═════ Data excerpts ═════

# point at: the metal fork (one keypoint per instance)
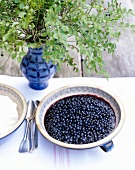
(25, 145)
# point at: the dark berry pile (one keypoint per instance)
(80, 119)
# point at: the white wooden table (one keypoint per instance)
(49, 156)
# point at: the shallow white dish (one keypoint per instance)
(63, 92)
(17, 98)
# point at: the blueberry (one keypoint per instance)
(80, 119)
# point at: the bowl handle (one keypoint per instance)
(107, 146)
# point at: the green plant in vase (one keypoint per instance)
(49, 24)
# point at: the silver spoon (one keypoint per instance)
(25, 145)
(36, 129)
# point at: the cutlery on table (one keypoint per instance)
(25, 145)
(36, 129)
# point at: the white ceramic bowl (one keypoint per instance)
(17, 98)
(63, 92)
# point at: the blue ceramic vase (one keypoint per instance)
(36, 70)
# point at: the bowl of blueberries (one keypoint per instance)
(80, 117)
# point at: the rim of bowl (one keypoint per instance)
(81, 146)
(19, 122)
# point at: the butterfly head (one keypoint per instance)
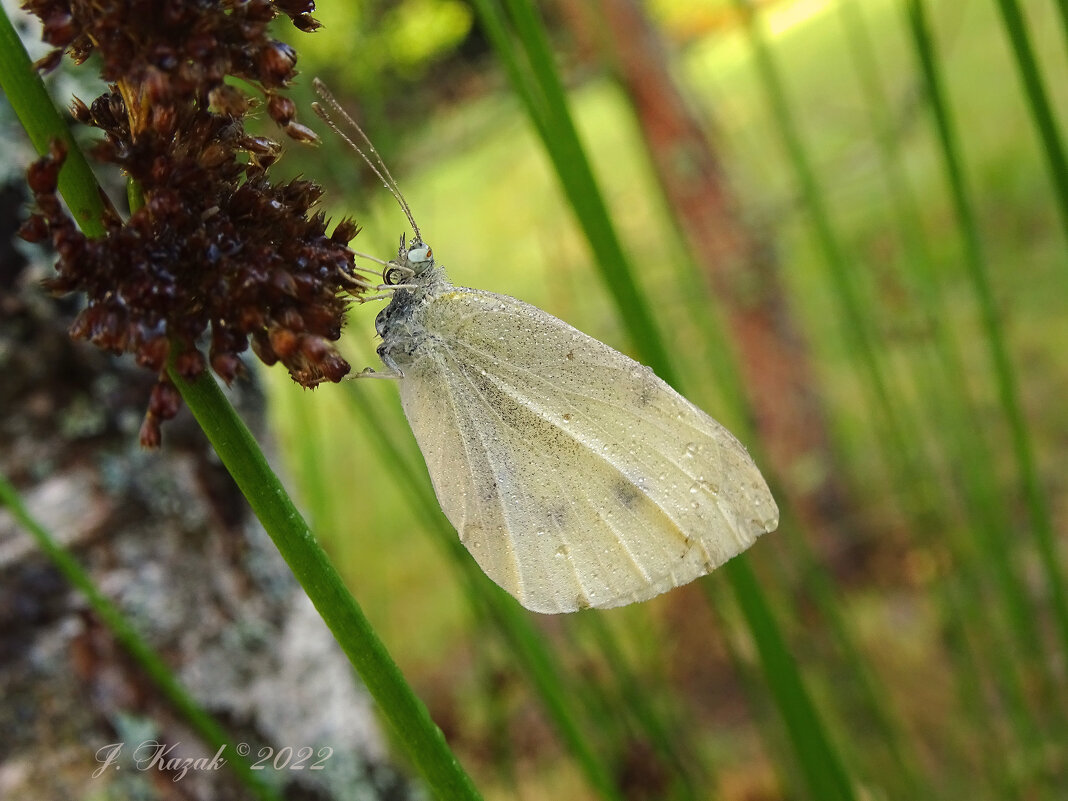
(413, 260)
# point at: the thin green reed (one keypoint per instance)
(539, 88)
(1038, 104)
(528, 647)
(994, 339)
(1063, 8)
(856, 330)
(955, 425)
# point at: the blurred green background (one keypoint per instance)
(917, 575)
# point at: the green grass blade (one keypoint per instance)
(237, 450)
(28, 97)
(542, 92)
(525, 644)
(955, 427)
(817, 758)
(994, 338)
(144, 655)
(1038, 104)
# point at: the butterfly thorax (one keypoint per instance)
(401, 323)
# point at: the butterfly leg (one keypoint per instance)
(370, 373)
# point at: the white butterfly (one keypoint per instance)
(574, 475)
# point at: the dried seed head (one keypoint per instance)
(217, 248)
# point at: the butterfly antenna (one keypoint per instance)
(383, 174)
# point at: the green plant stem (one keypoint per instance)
(528, 647)
(28, 97)
(1002, 365)
(411, 721)
(1038, 104)
(538, 87)
(206, 727)
(816, 757)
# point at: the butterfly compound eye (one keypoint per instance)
(420, 253)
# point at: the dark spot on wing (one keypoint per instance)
(626, 493)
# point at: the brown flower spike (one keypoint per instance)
(217, 254)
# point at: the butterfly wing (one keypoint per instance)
(574, 475)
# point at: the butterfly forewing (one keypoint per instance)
(574, 475)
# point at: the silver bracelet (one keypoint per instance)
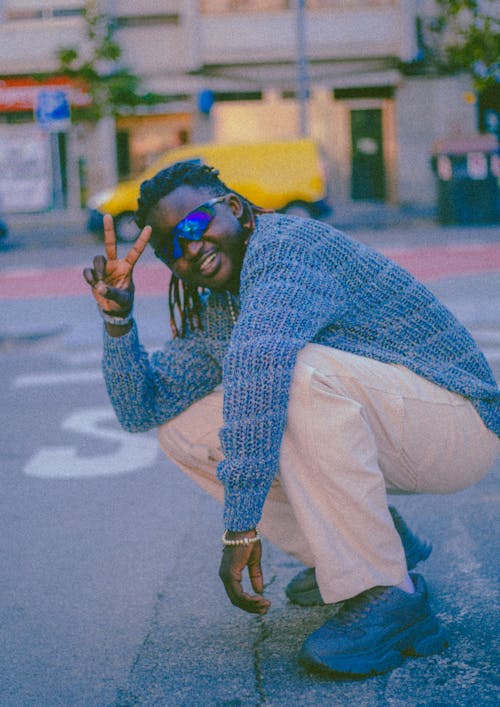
(117, 321)
(240, 541)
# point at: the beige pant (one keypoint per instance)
(356, 428)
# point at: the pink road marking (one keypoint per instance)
(151, 279)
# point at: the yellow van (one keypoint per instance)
(286, 176)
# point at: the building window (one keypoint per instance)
(42, 14)
(219, 7)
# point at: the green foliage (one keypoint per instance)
(113, 88)
(465, 34)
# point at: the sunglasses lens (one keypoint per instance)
(192, 228)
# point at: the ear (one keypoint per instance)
(234, 203)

═════

## Written exercise
What comes back should match the records exactly, minus any pictures.

## Expected output
# point at: the metal fork (one keypoint per instance)
(25, 145)
# point at: the dark berry pile (one keypoint per instance)
(80, 119)
# point at: the white wooden table (one keypoint per instance)
(49, 156)
# point at: the shallow white dish (one keypoint per instance)
(63, 92)
(17, 98)
# point at: the blueberry (one keypoint per instance)
(80, 119)
# point at: the bowl handle (one keypoint per instance)
(107, 146)
# point at: the green plant in vase (one keypoint per instance)
(49, 24)
# point at: the silver spoon (one keypoint per instance)
(25, 145)
(36, 129)
# point at: the cutlery on table (one keypoint per instance)
(25, 145)
(36, 129)
# point at: the white ceramic bowl (one keypoint per instance)
(17, 98)
(63, 92)
# point at: the blue ceramic vase (one keypoint per instance)
(36, 70)
# point at: the bowl of blueberries (one keypoint per instance)
(80, 117)
# point at: the rim of bowl (one keypoint per instance)
(81, 146)
(19, 122)
# point at: the butterfly head (one keypoint per instance)
(413, 260)
# point at: the thin green reed (one keypoint per instance)
(539, 88)
(1038, 104)
(528, 647)
(994, 339)
(1063, 8)
(856, 330)
(955, 425)
# point at: the blurred green background (one keypoint per instance)
(917, 575)
# point at: the green grass blade (one keypoint per instance)
(237, 450)
(28, 97)
(542, 92)
(525, 644)
(955, 427)
(817, 758)
(994, 338)
(144, 655)
(1038, 104)
# point at: the butterfly thorax (one keypoint per instance)
(401, 323)
# point at: the butterfly leg (one keypoint per instance)
(370, 373)
# point at: the white butterfly (one keypoint per instance)
(574, 475)
# point at: the dried seed head (one keypoint per instance)
(217, 248)
# point at: the butterfly antenna (one keypoint per instance)
(383, 174)
# point at: the green plant stem (one keypoint per instance)
(528, 647)
(28, 97)
(1002, 365)
(411, 721)
(1038, 104)
(538, 87)
(206, 727)
(816, 757)
# point at: the butterfly compound eye (one keypoint per instance)
(420, 253)
# point at: the dark spot on wing (one keypoint per instance)
(626, 493)
# point at: the brown flower spike (one keypoint per instance)
(217, 254)
# point at: the butterfly wing (one keypoint per instance)
(574, 475)
# point at: the butterfly forewing (one keypoint per instance)
(574, 475)
# point at: the silver bracelet (one keypoint per instance)
(117, 321)
(240, 541)
# point at: the beige pant (one keypoint per instance)
(356, 428)
# point at: the pink road marking (one keypoint per instance)
(151, 279)
# point at: the yellow van (one keypoint per instance)
(286, 176)
# point at: the building window (one keypoint per instance)
(42, 14)
(219, 7)
# point at: the green foliage (one keypoint per instance)
(113, 88)
(465, 34)
# point at: the sunglasses lens (one keypoint per instance)
(192, 228)
# point at: the ear (one keypoint per instance)
(234, 203)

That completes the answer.